:: Kaynak Metin ::

**********

Kanamalara acilen endoskopik, bazen de laparoskopik girişimlerle müdahale etmek gerekebilmektedir. Kaçak son derece nadir olan bir durumdur ve erken farkedilmesi çok önemlidir. Ameliyat sonrası ilk gün ağızdan bir radyo opak sıvı içirerek kaçak olup olmadığını kontrol edilir. Bunun nedeni erken kaçakların ameliyat sonrası ilk iki günde oluşmasıdır. Hastalar taburcu oldukları 3. günden sonra ise, geç kaçaklar için, ateş ve nedeni belirsiz ve yeni ortaya çıkan karın ağrısı bulguları açısından uyarılmalıdır. Kaçaklar endoskopik klipleme, stent uygulamaları, CT kılavuzluğunda perkütan drenaj, bunların sonuçsuz kaldığı durumlarda bazen tekrar ameliyatla çözüm bulabilmektedir. Önemli olan kaçağın derhal tanınması ve tedavisinin de anında yapılmasıdır.
Mide küçültme ameliyatları sonrasında uzun dönem sonuçları
Hastalar ciddi biçimde kilo verir. Çoğunun diyabetleri çok uzun yıllara dayalı değilse geriler ya da tamamen remisyona girer, hipertansiyon ve kolesterol yüksekliği düzelebilir. Omurga ve dize yönelik ortopedik ameliyat gerektiren durumlar ortadan kalkabilir. Uyku apnesi düzelir ve uyku bir anlam kazanır. Özellikle karaciğerde oluşan yağlanma ortadan kalkar. Çocuk sahibi olamayan bayanlarda doğurganlık artar, erkeklerde ise cinsel fonksiyonlar düzelir. Bu ameliyatları olan hastaların tamamına yakını; kendine daha fazla güvenen, ileriye daha fazla umutla bakan ve çok daha sağlıklı kişiler olurlar. Hastaların yaşamı 10-15 yıl kadar uzamaktadır.
Uzun dönemde obezite cerrahisine bağlı problemler de görülebilir. Nadiren (%1–4) gerek tüp mide ve gerekse by-pass (mide by-pass’ı veya duodenal switch) ameliyatları sonrasında birleştirme ve kesilme dikilme hatlarında darlık gelişebilir. Kilo kaybının fazlası ile devam etmesi, reflü şikayetlerinin artması ve özellikle başta parça etler olmak üzere katı gıdalara karşı tolerans azlığı klinik açıdan “darlık” bulgularıdır. Bu durumların tanınması zor değildir ve endoskopik balon uygulamaları ile bu darlıklar genişletilebilirler. nadiren darlıklar için yeniden cerrahi müdahale gerekebilir
Obezite cerrahisi sonrası tekrar kilo alırmıyım?
Uzun dönemde en önemli problem; tekrar kilo almaya yatkınlık oluşmasıdır. Ancak tüp mide ya da mide by-pass’ı sonrasında, önerilen diyet ve egzersiz programlarını da yapan bir hastada tekrar morbid obez olunacak düzeyde kilo alınması olasılığı %3-4’ün altındadır. Ameliyatlardan 7-8 yıl sonra geride bırakılan mide genişleyip bu durum sonuçta gıda alımını kısıtlayıcı etkide azalma ve tekrar bir miktar da olsa kilo alınması ile sonuçlanabilir. Geri kilo alımı eğer tekrar morbid obezite düzeyinde olursa; böyle durumlarda tüp mide ameliyatını mide by-passı ya da “duodenal switch” ‘e çevirmek gerekebilmektedir.

**********

:: Veri Alıntısı ::
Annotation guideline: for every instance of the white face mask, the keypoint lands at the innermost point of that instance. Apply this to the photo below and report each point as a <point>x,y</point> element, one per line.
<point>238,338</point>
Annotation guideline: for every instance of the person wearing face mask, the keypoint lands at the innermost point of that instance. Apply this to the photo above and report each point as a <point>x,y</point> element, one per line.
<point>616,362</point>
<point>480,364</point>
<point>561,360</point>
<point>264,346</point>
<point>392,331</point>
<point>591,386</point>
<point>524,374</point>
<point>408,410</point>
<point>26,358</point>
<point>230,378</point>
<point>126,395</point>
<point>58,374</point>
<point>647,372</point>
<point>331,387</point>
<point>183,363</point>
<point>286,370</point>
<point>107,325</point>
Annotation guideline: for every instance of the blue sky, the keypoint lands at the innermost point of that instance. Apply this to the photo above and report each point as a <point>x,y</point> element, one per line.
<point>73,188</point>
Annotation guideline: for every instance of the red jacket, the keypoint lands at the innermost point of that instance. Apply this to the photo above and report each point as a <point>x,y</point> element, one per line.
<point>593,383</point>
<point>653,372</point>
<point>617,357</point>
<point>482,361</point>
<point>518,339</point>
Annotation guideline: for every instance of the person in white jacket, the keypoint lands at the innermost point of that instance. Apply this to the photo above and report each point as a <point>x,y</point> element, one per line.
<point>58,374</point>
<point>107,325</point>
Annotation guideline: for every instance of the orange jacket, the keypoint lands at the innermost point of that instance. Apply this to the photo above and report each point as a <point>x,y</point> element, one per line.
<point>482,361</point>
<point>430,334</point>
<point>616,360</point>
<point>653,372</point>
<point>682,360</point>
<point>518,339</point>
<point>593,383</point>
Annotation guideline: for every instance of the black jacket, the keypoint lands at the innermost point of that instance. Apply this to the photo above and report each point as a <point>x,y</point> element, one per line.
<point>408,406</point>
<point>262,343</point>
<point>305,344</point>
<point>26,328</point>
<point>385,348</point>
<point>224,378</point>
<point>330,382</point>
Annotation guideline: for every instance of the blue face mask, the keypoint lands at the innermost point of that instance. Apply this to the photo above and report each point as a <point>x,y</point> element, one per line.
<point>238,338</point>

**********

:: Yapılacaklar ::
A: Kaynak metinde kaçakların çözümü için sayılan yöntemlerin hepsini sıralayın.
B: Kaynak metne göre, kaçak kontrolü için ağızdan radyo opak sıvı içirilmesi neden ameliyat sonrası ilk gün yapılır?
Bu materyal başka bir kaynaktan alınmıştır.

:: Görev Cevapları ::
A:
- Endoskopik klipleme
- Stent uygulamaları
- CT kılavuzluğunda perkütan drenaj
- Bunların sonuçsuz kaldığı durumlarda bazen tekrar ameliyat

B: Kontrol ilk gün yapılır, çünkü erken kaçaklar ameliyat sonrası ilk iki günde oluşur.